* **How to complete this task**
The data below must be repeated exactly. Leave nothing out.

* **Record set**
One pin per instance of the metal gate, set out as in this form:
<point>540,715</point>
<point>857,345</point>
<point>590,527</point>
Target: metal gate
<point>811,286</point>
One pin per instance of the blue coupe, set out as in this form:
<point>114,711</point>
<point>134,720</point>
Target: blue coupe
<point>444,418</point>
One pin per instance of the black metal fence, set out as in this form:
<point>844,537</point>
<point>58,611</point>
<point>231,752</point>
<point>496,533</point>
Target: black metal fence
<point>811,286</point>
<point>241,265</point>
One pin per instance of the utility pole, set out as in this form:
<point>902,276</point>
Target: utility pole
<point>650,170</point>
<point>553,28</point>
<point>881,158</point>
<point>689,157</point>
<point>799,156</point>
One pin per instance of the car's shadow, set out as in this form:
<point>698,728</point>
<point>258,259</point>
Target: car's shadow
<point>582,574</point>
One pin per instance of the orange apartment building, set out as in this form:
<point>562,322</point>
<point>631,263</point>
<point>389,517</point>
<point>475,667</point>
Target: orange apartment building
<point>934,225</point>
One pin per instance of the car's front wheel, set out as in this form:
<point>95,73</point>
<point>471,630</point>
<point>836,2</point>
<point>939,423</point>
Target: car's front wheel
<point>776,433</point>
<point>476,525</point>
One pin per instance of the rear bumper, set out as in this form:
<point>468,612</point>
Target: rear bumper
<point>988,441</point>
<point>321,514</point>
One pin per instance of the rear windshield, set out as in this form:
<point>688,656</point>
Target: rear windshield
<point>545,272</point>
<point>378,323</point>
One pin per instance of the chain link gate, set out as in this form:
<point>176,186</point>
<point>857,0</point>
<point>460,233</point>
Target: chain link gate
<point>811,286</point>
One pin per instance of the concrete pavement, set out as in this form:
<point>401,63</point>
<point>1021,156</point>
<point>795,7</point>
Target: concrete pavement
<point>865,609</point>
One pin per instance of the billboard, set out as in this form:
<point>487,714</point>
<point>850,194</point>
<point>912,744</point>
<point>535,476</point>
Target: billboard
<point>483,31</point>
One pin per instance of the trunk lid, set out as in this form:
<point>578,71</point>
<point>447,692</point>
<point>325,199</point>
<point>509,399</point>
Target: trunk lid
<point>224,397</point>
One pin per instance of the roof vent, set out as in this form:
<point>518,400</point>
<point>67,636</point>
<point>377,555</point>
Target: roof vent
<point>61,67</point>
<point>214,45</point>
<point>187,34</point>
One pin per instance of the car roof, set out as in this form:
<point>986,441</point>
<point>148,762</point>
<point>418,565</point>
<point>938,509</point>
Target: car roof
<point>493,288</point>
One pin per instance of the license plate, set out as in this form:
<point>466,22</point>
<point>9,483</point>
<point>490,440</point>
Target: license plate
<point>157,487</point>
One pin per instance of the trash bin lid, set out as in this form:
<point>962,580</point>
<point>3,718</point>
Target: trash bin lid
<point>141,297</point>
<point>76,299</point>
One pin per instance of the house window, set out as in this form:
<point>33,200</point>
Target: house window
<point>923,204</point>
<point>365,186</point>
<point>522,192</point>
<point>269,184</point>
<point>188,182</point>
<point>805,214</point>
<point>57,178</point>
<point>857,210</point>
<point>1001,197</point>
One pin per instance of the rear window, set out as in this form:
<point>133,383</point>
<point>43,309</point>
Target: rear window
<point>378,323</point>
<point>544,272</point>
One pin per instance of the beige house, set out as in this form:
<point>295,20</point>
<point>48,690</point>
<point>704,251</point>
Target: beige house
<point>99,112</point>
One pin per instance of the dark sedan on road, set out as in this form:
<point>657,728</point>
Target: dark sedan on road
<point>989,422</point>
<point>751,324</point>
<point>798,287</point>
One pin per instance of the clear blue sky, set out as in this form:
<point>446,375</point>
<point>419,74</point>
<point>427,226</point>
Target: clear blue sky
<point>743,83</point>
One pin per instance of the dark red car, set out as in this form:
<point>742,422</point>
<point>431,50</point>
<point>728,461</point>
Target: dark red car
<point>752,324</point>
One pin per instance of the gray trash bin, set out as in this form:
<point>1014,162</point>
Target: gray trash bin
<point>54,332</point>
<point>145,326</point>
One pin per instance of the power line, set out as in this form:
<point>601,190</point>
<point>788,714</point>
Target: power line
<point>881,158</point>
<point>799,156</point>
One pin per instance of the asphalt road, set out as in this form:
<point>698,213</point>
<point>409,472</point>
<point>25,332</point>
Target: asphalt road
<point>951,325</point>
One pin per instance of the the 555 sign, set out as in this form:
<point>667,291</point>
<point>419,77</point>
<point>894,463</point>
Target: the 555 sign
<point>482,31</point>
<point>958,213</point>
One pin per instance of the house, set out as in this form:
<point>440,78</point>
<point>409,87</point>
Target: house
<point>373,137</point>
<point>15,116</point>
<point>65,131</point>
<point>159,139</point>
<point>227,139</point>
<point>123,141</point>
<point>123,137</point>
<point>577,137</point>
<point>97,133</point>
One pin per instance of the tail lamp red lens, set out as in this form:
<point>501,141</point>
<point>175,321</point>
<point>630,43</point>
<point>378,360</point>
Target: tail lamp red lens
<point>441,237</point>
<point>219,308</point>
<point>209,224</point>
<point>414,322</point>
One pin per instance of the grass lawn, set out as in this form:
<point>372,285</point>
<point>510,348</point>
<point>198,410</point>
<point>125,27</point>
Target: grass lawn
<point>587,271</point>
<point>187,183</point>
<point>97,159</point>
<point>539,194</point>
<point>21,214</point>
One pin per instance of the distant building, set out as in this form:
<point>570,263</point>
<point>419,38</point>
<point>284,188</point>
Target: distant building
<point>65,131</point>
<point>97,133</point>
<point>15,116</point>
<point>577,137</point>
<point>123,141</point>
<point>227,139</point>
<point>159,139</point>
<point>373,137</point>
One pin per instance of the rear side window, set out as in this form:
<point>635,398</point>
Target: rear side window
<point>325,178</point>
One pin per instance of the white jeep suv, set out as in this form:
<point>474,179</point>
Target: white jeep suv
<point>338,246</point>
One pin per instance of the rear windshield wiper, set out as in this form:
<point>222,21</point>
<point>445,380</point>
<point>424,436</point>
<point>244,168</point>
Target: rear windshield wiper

* **Solution below**
One pin per instance of the metal gate, set out as in this form:
<point>540,715</point>
<point>857,345</point>
<point>590,527</point>
Target: metal gate
<point>811,286</point>
One pin per instance of the blue coupe, set out as in this form:
<point>114,711</point>
<point>134,720</point>
Target: blue coupe
<point>444,418</point>
One pin per instance of the black metal fence, set out as in this form:
<point>844,537</point>
<point>58,611</point>
<point>231,752</point>
<point>496,533</point>
Target: black metal fence
<point>811,286</point>
<point>241,265</point>
One pin per instance of the utility pole, set out as in this form:
<point>902,276</point>
Target: utility pole
<point>650,170</point>
<point>553,28</point>
<point>881,158</point>
<point>689,157</point>
<point>799,156</point>
One pin per instance of the car's shadow, set out as in this form:
<point>698,728</point>
<point>258,259</point>
Target: car's shadow
<point>582,574</point>
One pin per instance of the orange apartment building, set out as in this form:
<point>562,322</point>
<point>631,263</point>
<point>389,517</point>
<point>475,667</point>
Target: orange apartment building
<point>934,225</point>
One pin per instance of the car's front wheel, set out as in this form:
<point>95,73</point>
<point>471,630</point>
<point>836,2</point>
<point>939,423</point>
Target: car's front wheel
<point>776,433</point>
<point>476,525</point>
One pin per instance of the rear bumper, set out as in this form:
<point>468,612</point>
Target: rear bumper
<point>988,441</point>
<point>321,514</point>
One pin per instance of the rear windshield, set out as in this form:
<point>688,656</point>
Target: rear windshield
<point>545,272</point>
<point>378,323</point>
One pin per instance of the chain link gate, set out as in this form:
<point>176,186</point>
<point>857,0</point>
<point>460,233</point>
Target: chain link gate
<point>811,286</point>
One pin per instance of the concrete pavement, set out as in this form:
<point>401,63</point>
<point>1021,156</point>
<point>795,7</point>
Target: concrete pavement
<point>865,609</point>
One pin per instance of the billboard, set out as in this form:
<point>487,714</point>
<point>850,194</point>
<point>912,744</point>
<point>535,476</point>
Target: billboard
<point>483,31</point>
One pin per instance of the trunk lid, set out as in this form:
<point>578,71</point>
<point>447,692</point>
<point>325,199</point>
<point>509,399</point>
Target: trunk lid
<point>224,397</point>
One pin per instance of the roof vent, set out as in this form:
<point>518,400</point>
<point>67,636</point>
<point>377,555</point>
Target: roof vent
<point>61,67</point>
<point>214,45</point>
<point>187,34</point>
One pin per instance of the car roof, set out as in this form:
<point>986,441</point>
<point>148,762</point>
<point>418,565</point>
<point>938,509</point>
Target: car roof
<point>493,288</point>
One pin per instance of the license plate, set out as in this form:
<point>466,22</point>
<point>9,483</point>
<point>490,440</point>
Target: license plate
<point>157,487</point>
One pin per instance of the trash bin lid, set out as in this form:
<point>962,580</point>
<point>3,718</point>
Target: trash bin lid
<point>141,297</point>
<point>76,299</point>
One pin per instance of the house window, set out as in this form:
<point>33,200</point>
Target: house window
<point>923,204</point>
<point>365,186</point>
<point>522,192</point>
<point>269,184</point>
<point>188,182</point>
<point>805,214</point>
<point>57,178</point>
<point>857,210</point>
<point>1001,197</point>
One pin per instance of the rear window, set out as in this form:
<point>133,383</point>
<point>43,309</point>
Target: rear window
<point>378,323</point>
<point>544,272</point>
One pin per instance of the beige house, set out as in this form:
<point>295,20</point>
<point>48,690</point>
<point>704,251</point>
Target: beige house
<point>99,112</point>
One pin per instance of the dark sedan on road, set out as in this form:
<point>657,728</point>
Target: dark sedan on road
<point>989,422</point>
<point>751,324</point>
<point>798,287</point>
One pin per instance of the clear blue sky, set out as in this form:
<point>446,375</point>
<point>419,74</point>
<point>427,226</point>
Target: clear blue sky
<point>743,83</point>
One pin per instance of the dark red car, set out as in this form:
<point>742,422</point>
<point>431,50</point>
<point>728,461</point>
Target: dark red car
<point>752,324</point>
One pin per instance of the gray trash bin, set out as in this form:
<point>1014,162</point>
Target: gray trash bin
<point>54,332</point>
<point>145,326</point>
One pin per instance of the power line, set out as in this form:
<point>601,190</point>
<point>788,714</point>
Target: power line
<point>881,158</point>
<point>799,156</point>
One pin per instance of the asphalt road, set out as in this form:
<point>698,213</point>
<point>409,472</point>
<point>25,332</point>
Target: asphalt road
<point>951,325</point>
One pin per instance of the the 555 sign, set out as in this form:
<point>667,291</point>
<point>419,77</point>
<point>894,463</point>
Target: the 555 sign
<point>482,31</point>
<point>958,213</point>
One pin per instance of the house, set out as in this form:
<point>440,78</point>
<point>409,87</point>
Target: house
<point>373,137</point>
<point>15,116</point>
<point>65,131</point>
<point>159,139</point>
<point>227,139</point>
<point>123,141</point>
<point>123,137</point>
<point>577,137</point>
<point>97,133</point>
One pin per instance of the tail lamp red lens, set out as in this form:
<point>501,141</point>
<point>175,321</point>
<point>630,43</point>
<point>378,360</point>
Target: tail lamp red lens
<point>441,237</point>
<point>219,308</point>
<point>209,224</point>
<point>414,322</point>
One pin per instance of the grass lawn, set out as in this form:
<point>372,285</point>
<point>510,348</point>
<point>198,410</point>
<point>125,27</point>
Target: grass lawn
<point>587,271</point>
<point>187,183</point>
<point>97,159</point>
<point>539,194</point>
<point>21,214</point>
One pin per instance of the distant building, set out as in this form:
<point>570,263</point>
<point>419,38</point>
<point>284,188</point>
Target: distant building
<point>65,131</point>
<point>97,133</point>
<point>15,116</point>
<point>577,137</point>
<point>123,141</point>
<point>227,139</point>
<point>159,139</point>
<point>373,137</point>
One pin per instance of the rear side window, set out as in this form:
<point>635,398</point>
Target: rear side window
<point>325,178</point>
One pin per instance of the white jeep suv, set out as in this form:
<point>474,179</point>
Target: white jeep suv
<point>338,246</point>
One pin per instance of the rear windshield wiper, set out as in this form:
<point>222,21</point>
<point>445,380</point>
<point>424,436</point>
<point>244,168</point>
Target: rear windshield wiper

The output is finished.